• _Problem to solve_: Scan the entries below for the word "formatted". Copy each line that has it.

• _Records for the exercise_:
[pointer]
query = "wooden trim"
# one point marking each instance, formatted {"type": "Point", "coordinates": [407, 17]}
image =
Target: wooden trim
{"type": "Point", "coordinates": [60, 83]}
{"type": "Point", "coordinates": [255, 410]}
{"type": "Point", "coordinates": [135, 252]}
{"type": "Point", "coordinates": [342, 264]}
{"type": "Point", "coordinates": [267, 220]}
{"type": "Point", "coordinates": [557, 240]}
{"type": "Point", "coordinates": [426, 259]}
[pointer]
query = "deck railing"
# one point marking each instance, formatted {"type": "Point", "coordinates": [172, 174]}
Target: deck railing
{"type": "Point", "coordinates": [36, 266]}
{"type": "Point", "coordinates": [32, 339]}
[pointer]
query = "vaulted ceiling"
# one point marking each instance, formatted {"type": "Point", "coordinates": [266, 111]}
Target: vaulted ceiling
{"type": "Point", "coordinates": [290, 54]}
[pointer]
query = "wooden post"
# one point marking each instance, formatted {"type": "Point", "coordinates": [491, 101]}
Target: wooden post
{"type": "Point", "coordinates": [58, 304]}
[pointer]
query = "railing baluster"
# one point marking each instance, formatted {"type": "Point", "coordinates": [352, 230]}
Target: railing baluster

• _Response_:
# one point marking each instance, formatted {"type": "Point", "coordinates": [407, 17]}
# one point marking each instance, formatted {"type": "Point", "coordinates": [172, 174]}
# one point marking each instance, formatted {"type": "Point", "coordinates": [266, 111]}
# one point marking each instance, formatted {"type": "Point", "coordinates": [491, 101]}
# one point marking each instance, formatted {"type": "Point", "coordinates": [352, 230]}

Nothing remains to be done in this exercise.